• **DATA FOR PROCESSING**:

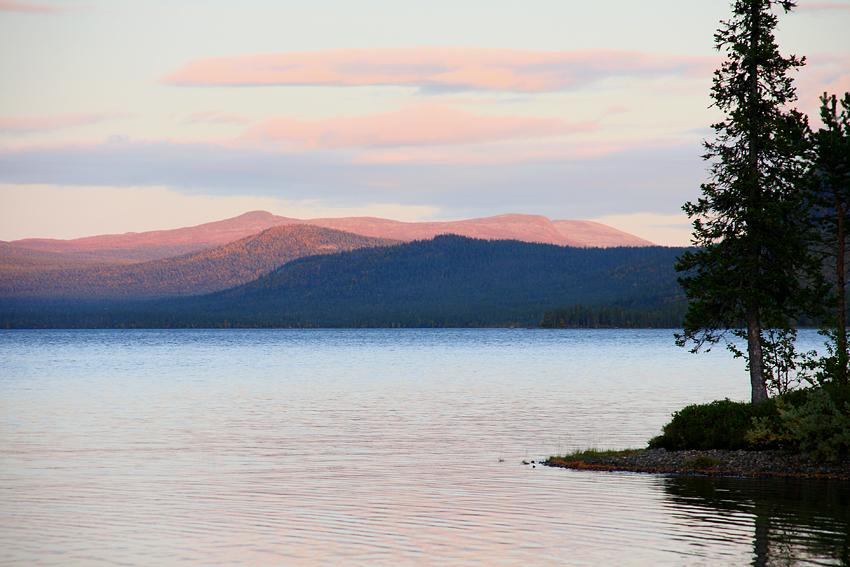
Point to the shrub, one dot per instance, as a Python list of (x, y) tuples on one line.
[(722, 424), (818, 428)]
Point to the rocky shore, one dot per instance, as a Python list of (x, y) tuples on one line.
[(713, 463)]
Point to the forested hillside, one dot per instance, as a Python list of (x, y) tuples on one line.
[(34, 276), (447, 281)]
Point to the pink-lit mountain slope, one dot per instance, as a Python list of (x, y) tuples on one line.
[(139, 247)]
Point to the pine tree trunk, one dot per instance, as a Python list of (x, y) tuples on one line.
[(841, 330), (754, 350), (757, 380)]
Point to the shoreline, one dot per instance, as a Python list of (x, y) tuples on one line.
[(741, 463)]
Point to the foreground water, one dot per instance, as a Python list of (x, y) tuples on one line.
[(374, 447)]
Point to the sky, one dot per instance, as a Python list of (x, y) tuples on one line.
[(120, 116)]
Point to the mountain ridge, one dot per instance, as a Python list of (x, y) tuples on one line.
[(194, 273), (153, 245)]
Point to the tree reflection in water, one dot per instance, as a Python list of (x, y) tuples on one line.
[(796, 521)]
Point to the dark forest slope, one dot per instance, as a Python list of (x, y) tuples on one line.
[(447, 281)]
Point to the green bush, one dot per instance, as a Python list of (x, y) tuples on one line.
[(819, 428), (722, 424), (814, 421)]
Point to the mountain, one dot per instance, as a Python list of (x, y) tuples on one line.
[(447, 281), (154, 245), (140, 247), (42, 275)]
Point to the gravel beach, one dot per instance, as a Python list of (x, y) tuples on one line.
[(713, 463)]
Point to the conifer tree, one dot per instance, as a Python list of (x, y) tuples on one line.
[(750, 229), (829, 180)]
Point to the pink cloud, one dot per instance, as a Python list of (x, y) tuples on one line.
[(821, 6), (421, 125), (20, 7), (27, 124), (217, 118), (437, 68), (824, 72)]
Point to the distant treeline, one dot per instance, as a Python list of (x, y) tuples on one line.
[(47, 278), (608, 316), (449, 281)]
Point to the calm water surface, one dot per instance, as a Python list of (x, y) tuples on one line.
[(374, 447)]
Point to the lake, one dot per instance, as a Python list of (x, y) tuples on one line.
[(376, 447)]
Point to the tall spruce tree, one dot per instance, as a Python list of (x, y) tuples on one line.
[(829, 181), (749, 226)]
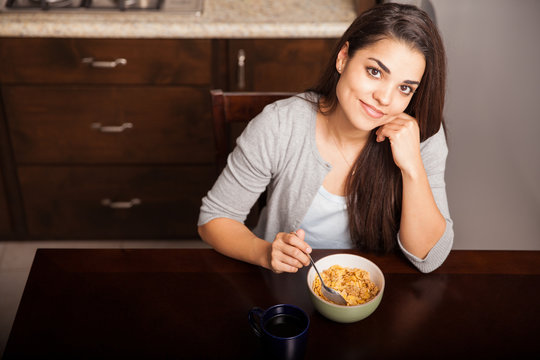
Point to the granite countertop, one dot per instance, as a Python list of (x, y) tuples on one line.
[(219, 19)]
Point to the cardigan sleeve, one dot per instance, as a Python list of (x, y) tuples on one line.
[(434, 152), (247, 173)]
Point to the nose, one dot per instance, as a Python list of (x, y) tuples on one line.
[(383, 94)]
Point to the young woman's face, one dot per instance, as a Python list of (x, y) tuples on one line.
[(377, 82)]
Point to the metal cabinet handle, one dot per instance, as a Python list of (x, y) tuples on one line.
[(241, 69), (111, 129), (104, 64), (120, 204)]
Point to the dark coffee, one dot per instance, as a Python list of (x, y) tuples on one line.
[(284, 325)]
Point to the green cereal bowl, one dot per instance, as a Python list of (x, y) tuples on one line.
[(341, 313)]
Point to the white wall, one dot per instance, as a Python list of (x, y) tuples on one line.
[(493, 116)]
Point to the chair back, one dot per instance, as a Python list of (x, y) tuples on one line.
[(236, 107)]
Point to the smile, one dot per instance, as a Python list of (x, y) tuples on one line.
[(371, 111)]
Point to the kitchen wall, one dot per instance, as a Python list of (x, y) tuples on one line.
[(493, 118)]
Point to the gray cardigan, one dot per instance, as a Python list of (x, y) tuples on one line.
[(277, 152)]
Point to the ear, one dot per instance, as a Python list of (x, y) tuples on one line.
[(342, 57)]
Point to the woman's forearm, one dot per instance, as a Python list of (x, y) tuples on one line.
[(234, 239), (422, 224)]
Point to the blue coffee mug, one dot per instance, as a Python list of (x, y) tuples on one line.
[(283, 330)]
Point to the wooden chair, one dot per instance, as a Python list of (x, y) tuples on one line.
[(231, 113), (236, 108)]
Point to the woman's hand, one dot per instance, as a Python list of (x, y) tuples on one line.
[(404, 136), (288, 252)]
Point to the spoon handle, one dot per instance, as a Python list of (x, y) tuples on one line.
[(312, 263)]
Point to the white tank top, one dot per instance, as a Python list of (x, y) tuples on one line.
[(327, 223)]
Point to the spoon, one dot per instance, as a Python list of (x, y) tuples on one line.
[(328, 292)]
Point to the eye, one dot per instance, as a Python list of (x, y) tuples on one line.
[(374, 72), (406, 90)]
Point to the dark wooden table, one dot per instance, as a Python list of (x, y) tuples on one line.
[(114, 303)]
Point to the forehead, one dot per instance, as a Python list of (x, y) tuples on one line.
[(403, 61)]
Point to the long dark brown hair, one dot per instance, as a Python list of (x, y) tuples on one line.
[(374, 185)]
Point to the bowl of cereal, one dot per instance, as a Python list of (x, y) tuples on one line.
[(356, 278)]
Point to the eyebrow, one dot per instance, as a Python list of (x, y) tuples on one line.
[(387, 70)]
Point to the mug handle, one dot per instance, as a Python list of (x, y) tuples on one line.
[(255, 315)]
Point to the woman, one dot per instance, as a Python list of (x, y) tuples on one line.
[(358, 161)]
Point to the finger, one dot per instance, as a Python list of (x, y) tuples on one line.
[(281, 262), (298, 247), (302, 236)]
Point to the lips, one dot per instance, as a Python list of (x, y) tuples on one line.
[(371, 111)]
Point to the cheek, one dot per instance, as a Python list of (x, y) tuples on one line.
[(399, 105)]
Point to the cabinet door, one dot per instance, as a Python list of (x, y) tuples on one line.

• **YOUR INSTRUCTIONS**: Copy the data word for word, starting at the line containing "Point to the tall" and ending at the line containing "[(241, 69), (111, 129), (104, 64), (120, 204)]", with both end lines included. Leave any pictures in that stretch out of your copy.

• **FULL OUTPUT**:
Point to the tall spruce tree, one dot per instance, as a Python list of (x, y) tuples on one line.
[(829, 181), (749, 226)]
Point to the granite countertop, one dot per instance, as a Python list of (x, y) tuples on one line.
[(219, 19)]
Point to the cardigan sleeve, one dot per instance, as a Python list of (x, y) tuples on one line.
[(434, 152), (247, 173)]
Point to the nose, one dot per instance, as a Python list of (x, y) tuples on one line.
[(383, 94)]
Point to the young woman's face, one dot per instance, as a Python list of (x, y) tuples on one line.
[(377, 82)]
Point to the metal cabinet handle, one dot per instance, as a Python list of (x, y) tuples on one line.
[(241, 69), (111, 129), (104, 64), (120, 204)]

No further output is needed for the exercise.